§ TASK BRIEF
Write the next part of the personal account about quitting smoking, picking up right after its final paragraph.
*** Opening SELECTED TEXT ***
I had this terrible constant cough. It was like I had a cold that never went away. When I did actually get a cold it was like I was never getting any better. I also began noticing that when I would cough I would release a small amount of urine. After a while as the cough progressed the urine would come out in larger quantities. I could no longer wear just a panty liner I was wearing full sized extra absorbent pads. When I was out with family and friends having a good time, I would laugh and start choking uncontrollably forcing so much urine out that I would wet through my pants and have to go home. Even if I just went to the bathroom I would still wet myself. I thought at 38 I would be in Depends.

I had thought about quitting smoking many times but I think stress was my number one deterrent from quitting. Every time I was gonna try, something would cause me stress, I had myself tricked into thinking that smoking was the only way I could deal with stress. Stress came from everywhere, work home and finances.

I tried to quit before on two occasions however, I was not successful on either one.  The first time I used the patch, but couldn’t break the habit. The second time was with Champix and I was smoke-free for approximately 2 and a half months when I said to a friend that smokes that I was having a craving.  She said sometimes you just need one to take the edge off and gave me a cigarette. I stopped and bought a pack on my way home.

This time I used the Champix again. I stopped constant communication with friends and family who smoke. I misplaced the last 2 weeks of the Champix program and had no clue where the pills went, but I just keep telling myself I can do it. When I have a craving I give myself something to do so I don’t think about it- shift the focus. Also in the past I noticed that when I have cigarettes I don’t crave as much and when I was almost out or out, I smoked what I had quickly or felt like I was dying until I could get some. My other secret is I still have an opened package of cigarettes to help curb cravings. I don’t want to get rid of them or I’ll want them.
*** Closing SELECTED TEXT ***
*** Opening DATA FOR ANALYSIS ***
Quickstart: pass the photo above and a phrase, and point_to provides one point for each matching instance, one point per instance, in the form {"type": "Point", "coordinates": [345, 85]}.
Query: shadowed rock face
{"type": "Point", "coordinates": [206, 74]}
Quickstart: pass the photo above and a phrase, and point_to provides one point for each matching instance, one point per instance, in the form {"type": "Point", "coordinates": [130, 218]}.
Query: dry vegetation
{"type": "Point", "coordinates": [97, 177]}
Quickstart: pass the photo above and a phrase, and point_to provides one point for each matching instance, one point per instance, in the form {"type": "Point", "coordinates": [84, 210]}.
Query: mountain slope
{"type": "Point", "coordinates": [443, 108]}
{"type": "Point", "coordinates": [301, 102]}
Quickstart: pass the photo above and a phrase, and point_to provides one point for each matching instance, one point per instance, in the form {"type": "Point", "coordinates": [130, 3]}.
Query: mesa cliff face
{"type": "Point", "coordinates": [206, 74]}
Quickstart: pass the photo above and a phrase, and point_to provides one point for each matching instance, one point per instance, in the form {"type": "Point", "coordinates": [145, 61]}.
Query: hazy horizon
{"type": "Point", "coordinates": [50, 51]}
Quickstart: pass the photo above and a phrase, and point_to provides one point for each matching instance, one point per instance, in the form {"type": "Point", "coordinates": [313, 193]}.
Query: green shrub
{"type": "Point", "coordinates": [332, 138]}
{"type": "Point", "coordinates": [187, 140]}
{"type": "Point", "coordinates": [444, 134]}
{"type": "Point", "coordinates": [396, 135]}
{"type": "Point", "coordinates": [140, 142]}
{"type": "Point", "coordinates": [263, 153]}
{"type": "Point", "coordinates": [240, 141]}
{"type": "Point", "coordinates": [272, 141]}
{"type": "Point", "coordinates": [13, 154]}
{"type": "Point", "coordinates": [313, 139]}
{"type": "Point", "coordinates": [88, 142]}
*** Closing DATA FOR ANALYSIS ***
§ RESPONSE AREA
Now, I feel like I can breathe better, smell better and everything tastes better. That nasty constant cough was gone about 2 weeks after I quit. I still have a bit of a cough but no longer pee when I cough. I hated the life that whenever I coughed I peed. All I had to do was stop smoking. I can laugh and enjoy myself without choking. It’s amazing! I wish I never started smoking. I used to use a ton of salt on my food now I can enjoy a meal without any salt, food tastes so much better. When a smoker is sitting next to me I don’t want to be rude but they stink so bad I gag. I feel so bad that my boyfriend had to smell that on me every day.

I suggest any smoker Quits! If there is anything you can change about yourself for the better its quit smoking. I wish I would have the first time because my health was heading on a downward slope and now I feel more alive and energetic like I was when I was a kid. Distance yourself from others who smoke or that aren’t supportive. I started the Champix late December 2019 and started back at school on January 6, 2020. I said I wouldn’t smoke on that day but I did have just one, so January 7, 2020 became my quit date. It was hard at first but I stuck it out and I am glad I did. The PCN Family Nurse gave me good advice and support; I really appreciate that!

Read more success stories from the Primary Care Network.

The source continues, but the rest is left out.